EXERCISE PROMPT: All of the entries are to be printed exactly as they appear.

DATA EXTRACTS:
--------------------------------

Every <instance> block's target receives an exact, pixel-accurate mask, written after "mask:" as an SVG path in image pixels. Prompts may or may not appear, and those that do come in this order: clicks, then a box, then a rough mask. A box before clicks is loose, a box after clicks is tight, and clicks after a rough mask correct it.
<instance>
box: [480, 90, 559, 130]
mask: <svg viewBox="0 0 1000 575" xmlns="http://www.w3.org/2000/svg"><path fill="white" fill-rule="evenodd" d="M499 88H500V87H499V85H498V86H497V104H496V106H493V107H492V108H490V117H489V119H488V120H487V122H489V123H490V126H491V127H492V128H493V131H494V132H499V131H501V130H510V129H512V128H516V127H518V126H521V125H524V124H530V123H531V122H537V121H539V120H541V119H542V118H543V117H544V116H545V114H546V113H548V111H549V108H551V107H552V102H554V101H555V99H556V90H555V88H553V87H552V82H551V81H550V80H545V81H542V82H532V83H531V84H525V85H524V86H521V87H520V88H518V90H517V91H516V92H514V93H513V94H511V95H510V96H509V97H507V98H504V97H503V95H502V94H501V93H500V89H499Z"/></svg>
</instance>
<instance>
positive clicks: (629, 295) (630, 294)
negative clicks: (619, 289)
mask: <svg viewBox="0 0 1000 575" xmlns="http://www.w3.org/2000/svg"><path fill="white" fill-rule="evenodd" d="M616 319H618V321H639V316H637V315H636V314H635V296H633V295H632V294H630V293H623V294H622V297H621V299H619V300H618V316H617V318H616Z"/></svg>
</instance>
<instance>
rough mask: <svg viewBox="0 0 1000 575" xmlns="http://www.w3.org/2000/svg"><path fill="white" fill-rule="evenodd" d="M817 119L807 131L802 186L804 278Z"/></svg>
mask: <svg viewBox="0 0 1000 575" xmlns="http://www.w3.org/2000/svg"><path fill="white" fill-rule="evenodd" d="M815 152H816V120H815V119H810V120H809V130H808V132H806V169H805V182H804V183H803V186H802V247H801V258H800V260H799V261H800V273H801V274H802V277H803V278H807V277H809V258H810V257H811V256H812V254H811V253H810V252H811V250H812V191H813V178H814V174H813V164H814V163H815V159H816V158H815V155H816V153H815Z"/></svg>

--------------------------------

EXERCISE SOLUTION:
Every <instance> block's target receives an exact, pixel-accurate mask, written after "mask:" as an SVG path in image pixels. Prompts may or may not appear, and those that do come in this order: clicks, then a box, then a rough mask. A box before clicks is loose, a box after clicks is tight, and clicks after a rough mask correct it.
<instance>
box: [480, 90, 559, 130]
mask: <svg viewBox="0 0 1000 575" xmlns="http://www.w3.org/2000/svg"><path fill="white" fill-rule="evenodd" d="M499 88H500V87H499V85H498V86H497V104H496V106H493V107H492V108H490V117H489V119H488V120H487V122H489V123H490V126H491V127H492V128H493V131H494V132H499V131H501V130H510V129H512V128H516V127H518V126H521V125H524V124H530V123H531V122H537V121H539V120H541V119H542V118H543V117H544V116H545V114H546V113H548V111H549V108H551V107H552V102H554V101H555V99H556V90H555V88H553V87H552V82H551V81H550V80H545V81H542V82H532V83H531V84H525V85H524V86H521V87H520V88H518V90H517V91H516V92H514V93H513V94H511V95H510V96H509V97H507V98H504V97H503V95H502V94H501V93H500V89H499Z"/></svg>
</instance>
<instance>
positive clicks: (629, 295) (630, 294)
negative clicks: (619, 289)
mask: <svg viewBox="0 0 1000 575" xmlns="http://www.w3.org/2000/svg"><path fill="white" fill-rule="evenodd" d="M616 319H618V321H639V316H637V315H636V314H635V296H633V295H632V294H630V293H623V294H622V297H621V299H619V300H618V316H617V318H616Z"/></svg>
</instance>
<instance>
rough mask: <svg viewBox="0 0 1000 575" xmlns="http://www.w3.org/2000/svg"><path fill="white" fill-rule="evenodd" d="M817 119L807 131L802 186L804 278Z"/></svg>
mask: <svg viewBox="0 0 1000 575" xmlns="http://www.w3.org/2000/svg"><path fill="white" fill-rule="evenodd" d="M815 152H816V120H815V119H810V120H809V130H808V132H806V169H805V182H804V183H803V186H802V247H801V258H800V260H799V261H800V273H801V274H802V277H803V278H807V277H809V258H810V257H811V256H812V254H811V253H810V252H811V250H812V191H813V178H814V174H813V164H814V163H815V159H816V158H815V155H816V153H815Z"/></svg>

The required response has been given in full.